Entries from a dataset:
■ ■ ■ ■ ■ ■ ■

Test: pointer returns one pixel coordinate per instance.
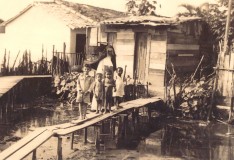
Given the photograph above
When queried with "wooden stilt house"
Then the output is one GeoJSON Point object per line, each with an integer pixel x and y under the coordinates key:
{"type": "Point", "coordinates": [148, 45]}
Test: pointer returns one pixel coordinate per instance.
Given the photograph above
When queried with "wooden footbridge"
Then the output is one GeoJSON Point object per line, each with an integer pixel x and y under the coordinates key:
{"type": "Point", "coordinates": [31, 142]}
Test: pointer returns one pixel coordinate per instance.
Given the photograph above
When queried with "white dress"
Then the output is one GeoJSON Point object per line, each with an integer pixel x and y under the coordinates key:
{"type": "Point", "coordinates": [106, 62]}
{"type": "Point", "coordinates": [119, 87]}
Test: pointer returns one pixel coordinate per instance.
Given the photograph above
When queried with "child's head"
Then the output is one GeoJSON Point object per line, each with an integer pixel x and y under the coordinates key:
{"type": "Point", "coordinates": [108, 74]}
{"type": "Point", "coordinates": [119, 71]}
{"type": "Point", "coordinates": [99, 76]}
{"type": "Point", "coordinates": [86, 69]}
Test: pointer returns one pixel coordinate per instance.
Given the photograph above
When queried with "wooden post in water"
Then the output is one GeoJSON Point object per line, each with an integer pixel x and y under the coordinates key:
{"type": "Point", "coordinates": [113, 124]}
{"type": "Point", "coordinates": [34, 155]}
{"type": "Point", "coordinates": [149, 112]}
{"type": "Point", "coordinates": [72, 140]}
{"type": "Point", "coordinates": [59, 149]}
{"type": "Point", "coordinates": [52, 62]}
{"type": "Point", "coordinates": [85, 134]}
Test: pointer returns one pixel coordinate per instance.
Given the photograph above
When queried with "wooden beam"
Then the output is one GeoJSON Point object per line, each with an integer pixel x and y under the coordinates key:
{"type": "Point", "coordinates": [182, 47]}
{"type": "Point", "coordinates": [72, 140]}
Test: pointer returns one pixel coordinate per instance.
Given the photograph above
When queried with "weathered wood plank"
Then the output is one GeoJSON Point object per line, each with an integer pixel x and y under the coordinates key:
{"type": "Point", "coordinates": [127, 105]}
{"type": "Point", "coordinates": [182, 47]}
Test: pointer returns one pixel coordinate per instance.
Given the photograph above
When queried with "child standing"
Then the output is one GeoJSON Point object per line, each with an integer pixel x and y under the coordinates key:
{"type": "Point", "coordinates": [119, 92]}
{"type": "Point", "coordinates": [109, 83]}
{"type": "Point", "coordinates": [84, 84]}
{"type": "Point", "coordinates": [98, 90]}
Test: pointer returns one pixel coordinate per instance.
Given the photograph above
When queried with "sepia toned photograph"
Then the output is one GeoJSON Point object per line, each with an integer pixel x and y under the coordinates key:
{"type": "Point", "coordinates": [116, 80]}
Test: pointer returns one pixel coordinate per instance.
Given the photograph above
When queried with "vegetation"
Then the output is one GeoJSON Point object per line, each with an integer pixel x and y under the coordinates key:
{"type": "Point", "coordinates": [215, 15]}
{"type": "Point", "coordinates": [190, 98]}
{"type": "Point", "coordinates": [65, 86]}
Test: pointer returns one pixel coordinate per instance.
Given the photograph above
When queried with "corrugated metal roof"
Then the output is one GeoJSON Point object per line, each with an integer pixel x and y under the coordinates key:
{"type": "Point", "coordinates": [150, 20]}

■ ■ ■ ■ ■ ■ ■

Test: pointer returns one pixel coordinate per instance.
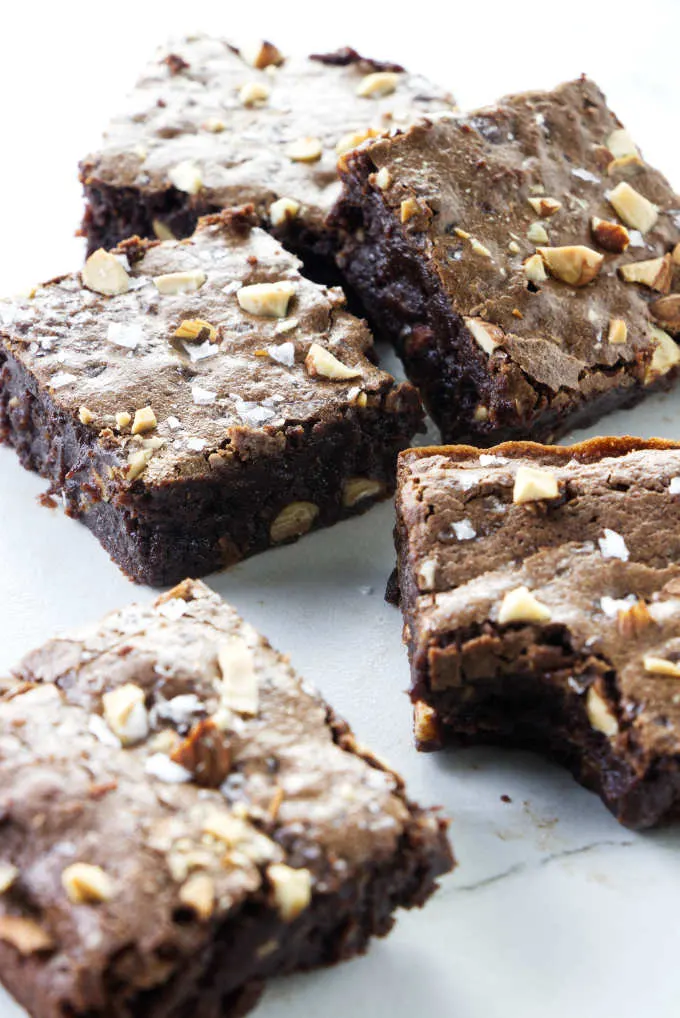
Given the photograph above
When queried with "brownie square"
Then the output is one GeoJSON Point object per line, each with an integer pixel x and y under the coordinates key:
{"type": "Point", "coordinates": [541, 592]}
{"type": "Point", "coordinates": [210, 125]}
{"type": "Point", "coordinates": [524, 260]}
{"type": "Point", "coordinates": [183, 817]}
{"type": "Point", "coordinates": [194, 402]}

■ ■ ■ ■ ■ ■ ■

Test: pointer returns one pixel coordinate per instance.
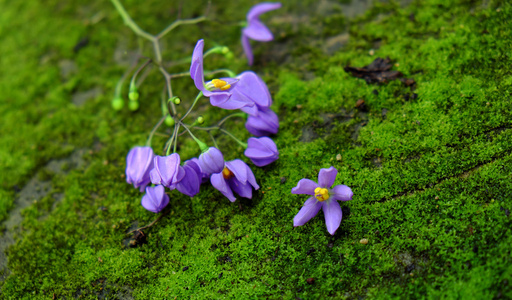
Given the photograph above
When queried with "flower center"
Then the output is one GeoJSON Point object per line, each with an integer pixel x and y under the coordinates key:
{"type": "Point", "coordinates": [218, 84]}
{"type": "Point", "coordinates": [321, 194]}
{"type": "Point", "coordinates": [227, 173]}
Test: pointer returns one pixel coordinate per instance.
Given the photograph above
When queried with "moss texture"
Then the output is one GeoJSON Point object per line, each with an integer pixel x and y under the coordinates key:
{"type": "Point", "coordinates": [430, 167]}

■ ■ ■ ■ ■ ■ ■

§ EXERCISE BRIEF: Find every line above that contains the word "child" and copy each one.

§ EXERCISE RESULT:
When queried with "child's head"
When queried with "child standing"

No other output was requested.